• [BRIEF]: Given the listing below, write out exactly the lines starting with the line that has "Target: saw carriage rail" and going on through the line that has "Target: man's hand", both kept.

[GIVEN DATA — start]

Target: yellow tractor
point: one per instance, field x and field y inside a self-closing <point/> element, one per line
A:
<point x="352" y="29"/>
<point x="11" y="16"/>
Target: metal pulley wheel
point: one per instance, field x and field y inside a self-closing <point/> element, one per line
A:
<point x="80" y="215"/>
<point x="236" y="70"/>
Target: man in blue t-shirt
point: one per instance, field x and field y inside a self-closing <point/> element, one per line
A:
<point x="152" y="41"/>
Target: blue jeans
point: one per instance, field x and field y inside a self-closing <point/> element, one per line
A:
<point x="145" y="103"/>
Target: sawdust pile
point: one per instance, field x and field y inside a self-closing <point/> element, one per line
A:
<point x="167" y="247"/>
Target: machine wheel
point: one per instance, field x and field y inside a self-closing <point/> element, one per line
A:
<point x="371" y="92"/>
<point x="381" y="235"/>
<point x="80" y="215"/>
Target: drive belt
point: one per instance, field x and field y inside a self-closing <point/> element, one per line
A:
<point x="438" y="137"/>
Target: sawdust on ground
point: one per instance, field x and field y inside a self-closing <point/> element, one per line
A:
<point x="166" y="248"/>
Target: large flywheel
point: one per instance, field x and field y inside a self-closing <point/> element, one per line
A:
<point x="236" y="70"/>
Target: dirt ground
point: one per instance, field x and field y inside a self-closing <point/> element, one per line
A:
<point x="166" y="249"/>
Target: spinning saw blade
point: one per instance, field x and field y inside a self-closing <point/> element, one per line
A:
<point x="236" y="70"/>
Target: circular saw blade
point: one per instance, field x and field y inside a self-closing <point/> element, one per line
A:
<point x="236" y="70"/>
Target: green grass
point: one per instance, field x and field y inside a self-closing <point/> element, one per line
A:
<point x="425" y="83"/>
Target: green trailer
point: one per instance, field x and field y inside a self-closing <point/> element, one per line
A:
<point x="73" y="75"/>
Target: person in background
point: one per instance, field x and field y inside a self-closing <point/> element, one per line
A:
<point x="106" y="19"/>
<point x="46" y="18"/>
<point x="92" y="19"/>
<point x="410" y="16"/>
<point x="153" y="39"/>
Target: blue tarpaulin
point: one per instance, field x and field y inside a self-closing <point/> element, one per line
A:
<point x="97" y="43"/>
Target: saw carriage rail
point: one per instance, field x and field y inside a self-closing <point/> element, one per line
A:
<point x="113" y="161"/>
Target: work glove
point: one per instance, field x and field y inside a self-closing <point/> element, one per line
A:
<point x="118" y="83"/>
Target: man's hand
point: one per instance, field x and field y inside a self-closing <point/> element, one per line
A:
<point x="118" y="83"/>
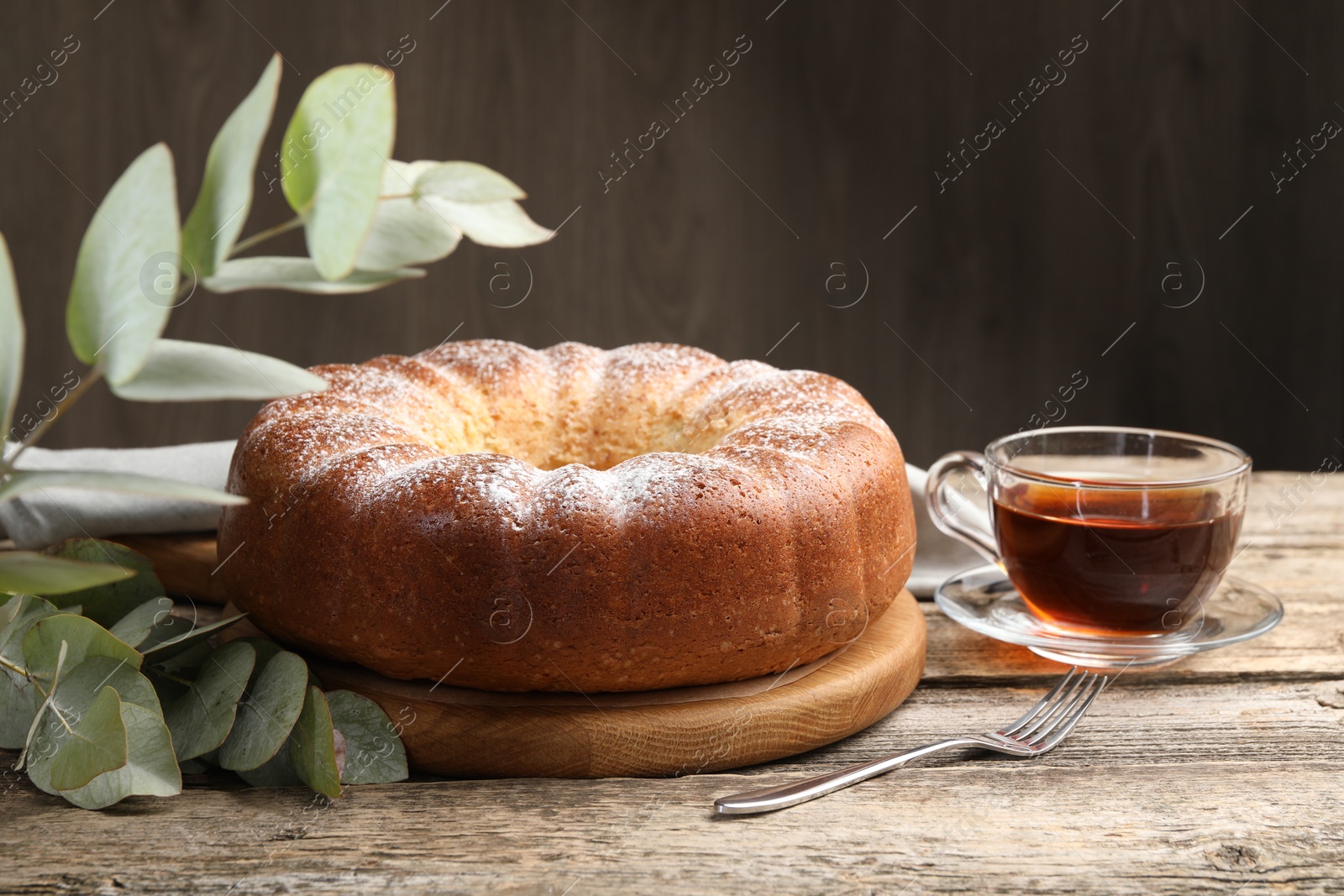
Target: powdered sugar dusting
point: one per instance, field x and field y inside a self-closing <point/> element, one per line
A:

[GIVEN DATA — finish]

• [EXERCISE RESULT]:
Target: saw carriage rail
point: one per instance, field x and field y inside a self-closing <point/> element, one per line
A:
<point x="113" y="161"/>
Target: work glove
point: one per instance, field x and field y inside a self-closing <point/> element, one per line
A:
<point x="118" y="83"/>
Target: man's hand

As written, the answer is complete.